ATTIVITÀ DA SVOLGERE:
a) Secondo l'articolo sull'inflazione negli Stati Uniti, di quanto è cresciuto il Pce su base annua in gennaio?
b) Riassuma in due frasi l'articolo sull'inflazione statunitense e sulla reazione dei mercati.
c) Riprenda l'articolo sull'inflazione negli Stati Uniti e sul calo di Wall Street dal punto in cui si interrompe, proseguendone il discorso.

BRANO DELL'ESERCIZIO:

⁂

Borsa e mercati

Usa, l'inflazione fa paura. E Wall Street si affloscia

Si teme un'altra stretta Fed dopo l'inatteso balzo al +5,4%. Ma è possibile una revisione al ribasso

Usa, l'inflazione fa paura. E Wall Street si affloscia

In quel gioco di specchi deformanti che sono sempre più spesso le indicazioni macroeconomiche che rimbalzano dagli Stati Uniti, si colloca di diritto anche il dato di ieri sul Pce (personal consumption expenditures price index), uno degli indicatori più monitorati dalla Federal Reserve per tastare il polso all'inflazione. Presi così come sono, gli aumenti dello 0,6% mensile in gennaio e del 5,4% su base annua (dal 5% in dicembre) indicano che il fronte dei prezzi è ancora surriscaldato. A ridosso dell'annuncio del dipartimento al Commercio, Wall Street ha infatti subito bruciato 300 punti (-1,2% a un'ora dalla chiusura), l'Europa le è andata dietro (-1% Milano e lo Stoxx600), mentre il rendimento del T-bond decennale è arrivato a sfiorare il 4%. Dietro la reazione dei mercati un ragionamento basico: il carovita è ben lungi dall'esser stato sconfitto e perciò l'istituto guidato da Jerome Powell non ha margini per allentare la presa sui tassi. Il timore è che, appena cominciata, la festa deflazionistica sia già finita. Non a caso, le possibilità di una stretta in marzo di mezzo punto, misura di nuova invocata dalla numero uno della Fed di Cleveland Loretta Mester, sono salite al 33%.

⁂

[Voci tratte da un dataset]
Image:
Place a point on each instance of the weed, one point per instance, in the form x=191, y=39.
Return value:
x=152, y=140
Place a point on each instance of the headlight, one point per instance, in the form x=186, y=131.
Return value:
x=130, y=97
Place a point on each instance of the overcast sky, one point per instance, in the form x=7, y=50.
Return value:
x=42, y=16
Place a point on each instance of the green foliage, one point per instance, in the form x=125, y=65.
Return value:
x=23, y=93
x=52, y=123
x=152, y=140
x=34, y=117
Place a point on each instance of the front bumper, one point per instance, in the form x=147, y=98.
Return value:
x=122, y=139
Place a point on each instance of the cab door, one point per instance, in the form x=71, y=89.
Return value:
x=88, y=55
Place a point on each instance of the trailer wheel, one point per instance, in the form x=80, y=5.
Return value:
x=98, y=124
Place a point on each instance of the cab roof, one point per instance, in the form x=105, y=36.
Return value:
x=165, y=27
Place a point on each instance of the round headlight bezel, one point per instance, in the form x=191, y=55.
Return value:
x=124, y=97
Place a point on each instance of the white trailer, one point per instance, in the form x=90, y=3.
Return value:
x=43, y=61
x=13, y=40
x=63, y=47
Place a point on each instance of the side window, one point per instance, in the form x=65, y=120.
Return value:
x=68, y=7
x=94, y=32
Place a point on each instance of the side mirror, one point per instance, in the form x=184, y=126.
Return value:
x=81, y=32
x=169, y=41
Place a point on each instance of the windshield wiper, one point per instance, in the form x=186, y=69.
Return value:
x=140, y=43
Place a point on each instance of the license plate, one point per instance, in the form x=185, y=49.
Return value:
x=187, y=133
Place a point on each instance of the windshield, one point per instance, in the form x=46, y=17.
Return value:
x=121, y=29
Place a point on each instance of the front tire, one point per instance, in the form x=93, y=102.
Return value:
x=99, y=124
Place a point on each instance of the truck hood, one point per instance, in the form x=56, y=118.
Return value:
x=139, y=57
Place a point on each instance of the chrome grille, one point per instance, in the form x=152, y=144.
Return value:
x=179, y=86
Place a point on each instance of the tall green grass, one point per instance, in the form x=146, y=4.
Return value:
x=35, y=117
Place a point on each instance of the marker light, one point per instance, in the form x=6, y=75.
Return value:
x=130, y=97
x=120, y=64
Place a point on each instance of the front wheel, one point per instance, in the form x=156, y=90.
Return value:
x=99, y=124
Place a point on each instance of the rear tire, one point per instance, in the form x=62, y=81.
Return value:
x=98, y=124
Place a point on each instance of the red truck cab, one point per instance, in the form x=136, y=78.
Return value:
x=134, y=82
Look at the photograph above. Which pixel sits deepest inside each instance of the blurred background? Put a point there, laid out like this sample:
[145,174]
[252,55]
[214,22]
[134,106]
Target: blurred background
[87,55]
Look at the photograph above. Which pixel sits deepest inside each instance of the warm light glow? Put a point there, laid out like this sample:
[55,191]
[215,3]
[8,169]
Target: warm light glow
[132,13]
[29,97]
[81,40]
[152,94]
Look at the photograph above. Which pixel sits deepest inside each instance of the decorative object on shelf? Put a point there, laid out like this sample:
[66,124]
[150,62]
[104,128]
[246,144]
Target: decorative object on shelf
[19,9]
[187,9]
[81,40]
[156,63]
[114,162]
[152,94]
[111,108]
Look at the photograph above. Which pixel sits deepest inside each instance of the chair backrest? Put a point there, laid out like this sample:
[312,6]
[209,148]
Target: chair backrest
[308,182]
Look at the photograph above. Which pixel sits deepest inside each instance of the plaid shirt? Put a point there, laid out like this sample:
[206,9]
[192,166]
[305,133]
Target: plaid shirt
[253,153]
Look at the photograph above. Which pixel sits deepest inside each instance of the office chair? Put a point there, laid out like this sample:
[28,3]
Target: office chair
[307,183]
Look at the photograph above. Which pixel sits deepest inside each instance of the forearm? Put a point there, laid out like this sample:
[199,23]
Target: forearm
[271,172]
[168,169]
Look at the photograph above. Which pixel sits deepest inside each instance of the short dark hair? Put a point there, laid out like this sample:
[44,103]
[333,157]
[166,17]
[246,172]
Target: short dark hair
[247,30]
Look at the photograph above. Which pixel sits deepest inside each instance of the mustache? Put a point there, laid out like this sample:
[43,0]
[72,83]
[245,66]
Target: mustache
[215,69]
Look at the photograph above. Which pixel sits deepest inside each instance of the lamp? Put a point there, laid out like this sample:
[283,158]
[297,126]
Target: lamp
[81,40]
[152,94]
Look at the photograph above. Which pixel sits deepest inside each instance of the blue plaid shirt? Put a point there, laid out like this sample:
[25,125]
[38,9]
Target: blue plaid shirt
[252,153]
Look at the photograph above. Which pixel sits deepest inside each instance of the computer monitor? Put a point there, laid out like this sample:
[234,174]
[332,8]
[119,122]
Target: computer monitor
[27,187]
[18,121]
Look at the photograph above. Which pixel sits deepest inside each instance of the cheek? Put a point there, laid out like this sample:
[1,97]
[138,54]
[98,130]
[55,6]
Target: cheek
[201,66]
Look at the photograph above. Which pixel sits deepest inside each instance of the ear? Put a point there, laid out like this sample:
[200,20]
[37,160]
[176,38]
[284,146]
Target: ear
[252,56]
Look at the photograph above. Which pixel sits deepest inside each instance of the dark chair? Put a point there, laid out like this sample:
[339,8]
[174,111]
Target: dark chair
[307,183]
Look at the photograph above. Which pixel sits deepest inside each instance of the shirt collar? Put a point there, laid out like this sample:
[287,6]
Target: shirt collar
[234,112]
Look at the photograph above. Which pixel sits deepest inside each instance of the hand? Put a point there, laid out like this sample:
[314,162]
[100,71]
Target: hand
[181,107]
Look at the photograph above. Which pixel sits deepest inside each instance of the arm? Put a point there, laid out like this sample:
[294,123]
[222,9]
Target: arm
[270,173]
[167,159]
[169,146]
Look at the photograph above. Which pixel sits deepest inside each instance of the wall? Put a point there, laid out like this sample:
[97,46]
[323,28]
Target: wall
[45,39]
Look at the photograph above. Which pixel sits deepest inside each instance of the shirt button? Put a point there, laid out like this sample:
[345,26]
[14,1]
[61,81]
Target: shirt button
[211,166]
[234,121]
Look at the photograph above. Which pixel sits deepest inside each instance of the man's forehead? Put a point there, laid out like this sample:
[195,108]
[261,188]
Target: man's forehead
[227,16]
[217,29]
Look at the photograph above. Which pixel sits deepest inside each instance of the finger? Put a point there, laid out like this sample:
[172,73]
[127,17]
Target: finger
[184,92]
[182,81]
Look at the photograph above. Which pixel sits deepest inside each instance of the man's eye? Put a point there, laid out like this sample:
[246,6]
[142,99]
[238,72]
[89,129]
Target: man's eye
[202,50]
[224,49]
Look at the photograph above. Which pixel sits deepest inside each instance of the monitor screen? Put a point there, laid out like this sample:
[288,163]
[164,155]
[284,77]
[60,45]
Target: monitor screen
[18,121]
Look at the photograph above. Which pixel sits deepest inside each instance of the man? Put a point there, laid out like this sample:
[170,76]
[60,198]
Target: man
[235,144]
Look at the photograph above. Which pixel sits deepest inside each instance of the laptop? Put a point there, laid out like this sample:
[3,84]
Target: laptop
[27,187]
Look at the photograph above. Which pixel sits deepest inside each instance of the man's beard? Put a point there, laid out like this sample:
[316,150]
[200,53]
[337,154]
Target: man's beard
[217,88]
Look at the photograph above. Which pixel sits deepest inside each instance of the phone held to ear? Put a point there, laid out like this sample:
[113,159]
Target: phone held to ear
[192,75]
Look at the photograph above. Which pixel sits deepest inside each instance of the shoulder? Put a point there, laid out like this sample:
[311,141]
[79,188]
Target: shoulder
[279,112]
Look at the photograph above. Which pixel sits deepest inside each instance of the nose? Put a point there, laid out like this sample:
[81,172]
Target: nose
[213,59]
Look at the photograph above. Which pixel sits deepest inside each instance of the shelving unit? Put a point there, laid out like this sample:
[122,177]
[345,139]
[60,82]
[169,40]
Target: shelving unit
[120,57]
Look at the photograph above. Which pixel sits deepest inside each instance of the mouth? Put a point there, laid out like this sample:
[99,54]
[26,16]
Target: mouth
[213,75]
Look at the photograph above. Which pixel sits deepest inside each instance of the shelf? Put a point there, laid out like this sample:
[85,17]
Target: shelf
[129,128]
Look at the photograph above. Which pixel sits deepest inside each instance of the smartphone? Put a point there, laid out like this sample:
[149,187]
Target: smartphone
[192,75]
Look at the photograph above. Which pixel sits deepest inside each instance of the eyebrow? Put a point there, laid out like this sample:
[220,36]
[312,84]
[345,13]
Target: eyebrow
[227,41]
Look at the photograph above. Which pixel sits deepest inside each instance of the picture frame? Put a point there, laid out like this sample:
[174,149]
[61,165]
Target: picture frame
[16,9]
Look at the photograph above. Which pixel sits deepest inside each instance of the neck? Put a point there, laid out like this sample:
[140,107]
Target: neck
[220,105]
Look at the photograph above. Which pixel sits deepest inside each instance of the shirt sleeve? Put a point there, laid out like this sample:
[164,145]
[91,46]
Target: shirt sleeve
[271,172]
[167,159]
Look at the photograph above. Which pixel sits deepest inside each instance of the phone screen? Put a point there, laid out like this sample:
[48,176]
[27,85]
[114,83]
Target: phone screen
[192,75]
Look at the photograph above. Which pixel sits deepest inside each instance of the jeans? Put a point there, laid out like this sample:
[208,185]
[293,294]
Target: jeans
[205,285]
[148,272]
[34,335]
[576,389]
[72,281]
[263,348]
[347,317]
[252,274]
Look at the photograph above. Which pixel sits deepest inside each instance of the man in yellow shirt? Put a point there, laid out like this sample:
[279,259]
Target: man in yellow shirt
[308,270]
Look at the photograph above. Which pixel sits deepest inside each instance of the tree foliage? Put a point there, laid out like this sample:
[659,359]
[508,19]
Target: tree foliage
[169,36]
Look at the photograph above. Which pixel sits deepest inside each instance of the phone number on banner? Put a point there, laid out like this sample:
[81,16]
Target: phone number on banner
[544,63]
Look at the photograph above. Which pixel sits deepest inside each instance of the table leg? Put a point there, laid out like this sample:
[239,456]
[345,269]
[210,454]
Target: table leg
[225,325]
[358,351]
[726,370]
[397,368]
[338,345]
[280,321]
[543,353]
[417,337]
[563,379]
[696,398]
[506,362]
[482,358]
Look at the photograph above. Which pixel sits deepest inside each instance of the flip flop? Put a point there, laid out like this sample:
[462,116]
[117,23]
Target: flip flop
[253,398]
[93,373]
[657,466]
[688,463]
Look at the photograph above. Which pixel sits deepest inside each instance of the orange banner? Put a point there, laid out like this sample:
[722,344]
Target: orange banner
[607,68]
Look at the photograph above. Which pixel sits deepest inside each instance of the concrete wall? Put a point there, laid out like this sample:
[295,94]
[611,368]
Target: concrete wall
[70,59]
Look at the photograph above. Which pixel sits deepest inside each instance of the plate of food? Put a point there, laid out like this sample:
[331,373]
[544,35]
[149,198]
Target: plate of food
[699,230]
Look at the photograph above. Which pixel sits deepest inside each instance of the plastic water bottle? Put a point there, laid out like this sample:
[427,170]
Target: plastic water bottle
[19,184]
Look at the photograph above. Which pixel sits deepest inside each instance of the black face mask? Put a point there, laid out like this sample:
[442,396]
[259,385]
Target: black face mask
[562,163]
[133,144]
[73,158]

⁂

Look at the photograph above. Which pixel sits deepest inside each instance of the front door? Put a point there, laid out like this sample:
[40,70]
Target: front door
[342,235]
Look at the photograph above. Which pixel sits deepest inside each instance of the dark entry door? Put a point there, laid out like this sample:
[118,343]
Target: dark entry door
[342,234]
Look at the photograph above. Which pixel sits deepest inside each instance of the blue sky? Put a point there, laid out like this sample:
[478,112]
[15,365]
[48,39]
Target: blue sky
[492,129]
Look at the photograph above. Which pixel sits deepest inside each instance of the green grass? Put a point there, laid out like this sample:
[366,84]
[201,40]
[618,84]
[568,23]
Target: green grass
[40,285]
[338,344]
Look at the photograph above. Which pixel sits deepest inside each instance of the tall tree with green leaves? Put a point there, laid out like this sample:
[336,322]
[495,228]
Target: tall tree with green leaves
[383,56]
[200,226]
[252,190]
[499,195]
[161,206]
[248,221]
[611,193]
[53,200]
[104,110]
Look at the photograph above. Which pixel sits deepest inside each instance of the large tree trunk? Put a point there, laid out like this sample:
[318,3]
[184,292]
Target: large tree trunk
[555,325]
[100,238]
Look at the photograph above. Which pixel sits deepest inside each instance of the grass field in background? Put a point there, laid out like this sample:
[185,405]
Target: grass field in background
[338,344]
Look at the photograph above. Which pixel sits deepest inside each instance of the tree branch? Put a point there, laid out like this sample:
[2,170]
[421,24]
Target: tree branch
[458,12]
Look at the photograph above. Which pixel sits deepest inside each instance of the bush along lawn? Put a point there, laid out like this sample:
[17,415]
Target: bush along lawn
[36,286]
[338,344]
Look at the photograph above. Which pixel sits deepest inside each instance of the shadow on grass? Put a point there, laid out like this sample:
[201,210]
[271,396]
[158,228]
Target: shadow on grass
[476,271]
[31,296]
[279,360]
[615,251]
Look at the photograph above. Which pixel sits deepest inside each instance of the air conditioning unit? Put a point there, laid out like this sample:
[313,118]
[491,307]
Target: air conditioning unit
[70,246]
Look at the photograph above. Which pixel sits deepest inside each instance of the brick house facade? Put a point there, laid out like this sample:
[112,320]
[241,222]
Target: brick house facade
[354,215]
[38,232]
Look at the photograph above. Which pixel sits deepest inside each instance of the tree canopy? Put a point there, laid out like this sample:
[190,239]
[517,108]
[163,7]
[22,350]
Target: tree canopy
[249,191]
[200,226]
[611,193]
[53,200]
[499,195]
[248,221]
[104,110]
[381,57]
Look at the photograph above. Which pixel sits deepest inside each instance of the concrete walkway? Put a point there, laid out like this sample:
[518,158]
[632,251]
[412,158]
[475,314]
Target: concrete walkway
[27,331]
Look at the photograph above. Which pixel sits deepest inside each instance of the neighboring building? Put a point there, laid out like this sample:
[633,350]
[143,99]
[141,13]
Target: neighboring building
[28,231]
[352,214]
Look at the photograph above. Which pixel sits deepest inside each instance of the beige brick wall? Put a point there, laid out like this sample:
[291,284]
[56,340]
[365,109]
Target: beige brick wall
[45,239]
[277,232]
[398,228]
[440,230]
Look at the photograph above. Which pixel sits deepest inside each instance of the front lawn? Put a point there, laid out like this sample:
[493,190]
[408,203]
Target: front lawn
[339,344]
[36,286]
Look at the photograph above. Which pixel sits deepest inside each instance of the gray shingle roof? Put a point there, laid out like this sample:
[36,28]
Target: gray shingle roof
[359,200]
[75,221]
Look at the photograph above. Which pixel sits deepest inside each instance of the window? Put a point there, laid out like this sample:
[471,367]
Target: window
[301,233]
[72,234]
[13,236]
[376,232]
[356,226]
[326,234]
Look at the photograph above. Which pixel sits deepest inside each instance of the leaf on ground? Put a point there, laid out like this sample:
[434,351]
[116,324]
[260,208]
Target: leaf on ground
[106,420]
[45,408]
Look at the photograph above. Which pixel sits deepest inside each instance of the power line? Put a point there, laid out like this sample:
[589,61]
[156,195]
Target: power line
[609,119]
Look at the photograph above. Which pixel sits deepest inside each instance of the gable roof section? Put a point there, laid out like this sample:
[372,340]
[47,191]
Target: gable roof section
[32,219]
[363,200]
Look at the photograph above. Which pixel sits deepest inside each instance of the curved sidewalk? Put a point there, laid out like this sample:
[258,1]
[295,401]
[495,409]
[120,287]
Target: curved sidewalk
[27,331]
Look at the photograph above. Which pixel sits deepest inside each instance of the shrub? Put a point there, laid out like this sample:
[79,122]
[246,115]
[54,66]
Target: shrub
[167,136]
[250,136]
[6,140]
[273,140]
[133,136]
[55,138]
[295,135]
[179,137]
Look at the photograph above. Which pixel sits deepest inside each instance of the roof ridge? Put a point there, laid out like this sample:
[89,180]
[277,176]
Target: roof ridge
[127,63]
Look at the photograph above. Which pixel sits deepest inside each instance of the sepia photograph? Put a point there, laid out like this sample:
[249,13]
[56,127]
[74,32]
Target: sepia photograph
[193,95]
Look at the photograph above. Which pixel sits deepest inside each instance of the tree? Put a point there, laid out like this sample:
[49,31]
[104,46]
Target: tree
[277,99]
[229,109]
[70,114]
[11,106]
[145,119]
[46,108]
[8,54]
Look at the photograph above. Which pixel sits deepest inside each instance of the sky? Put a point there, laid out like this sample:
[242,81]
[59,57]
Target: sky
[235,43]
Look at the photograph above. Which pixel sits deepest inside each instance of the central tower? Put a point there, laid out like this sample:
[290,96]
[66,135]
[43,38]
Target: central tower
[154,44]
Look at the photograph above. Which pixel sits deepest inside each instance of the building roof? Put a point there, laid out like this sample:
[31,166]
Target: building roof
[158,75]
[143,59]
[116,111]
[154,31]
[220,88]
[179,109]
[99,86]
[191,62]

⁂

ESERCIZI RISOLTI:
a) Del 5,4%, rispetto al 5% di dicembre.

b) In gennaio il Pce, uno degli indicatori più seguiti dalla Federal Reserve, è aumentato dello 0,6% su base mensile e del 5,4% su base annua, segno che il fronte dei prezzi è ancora surriscaldato. I mercati hanno reagito al ribasso, da Wall Street all'Europa, temendo che la Fed non abbia margini per allentare la presa sui tassi, e le probabilità di una stretta di mezzo punto in marzo sono salite al 33%.

c)
Visto che dall'andamento dell'inflazione dipende il grado di aggressività della politica monetaria e, in prospettiva, aumentano i rischi di un impatto sul ciclo congiunturale, vale però la pena di posare con attenzione la lente sul Pce. E partire dall'inatteso aumento della spesa per i consumi personali. Il balzo in un solo mese dell'1,8% è per buona parte responsabile della nuova fiammata inflazionistica, ma è avvenuto in concomitanza con due fattori che avrebbero dovuto sconsigliare un forte allargamento dei cordoni della borsa: una crescita del reddito personale limitata allo 0,6% e, soprattutto, un tasso di risparmio cresciuto del 4,7%, a 918 miliardi di dollari.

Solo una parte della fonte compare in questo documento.